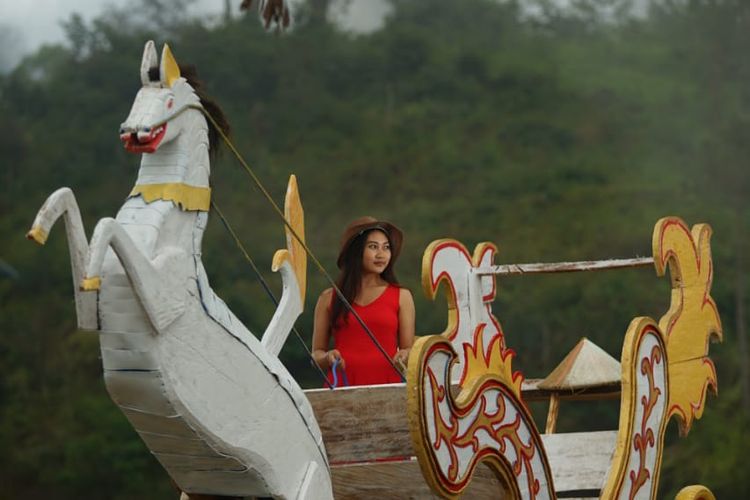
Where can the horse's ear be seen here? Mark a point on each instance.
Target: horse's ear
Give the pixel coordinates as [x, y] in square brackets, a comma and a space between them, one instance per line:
[150, 60]
[169, 71]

______________________________

Set problem: Write out every line of the records above exactly as it appears, leaving out the pictures.

Right answer:
Where can the horse's ear be seen here? Mark a point on each instance.
Target: horse's ear
Give the pixel coordinates as [x, y] in square brackets, a comma and a space between them, one instance per line:
[150, 60]
[169, 71]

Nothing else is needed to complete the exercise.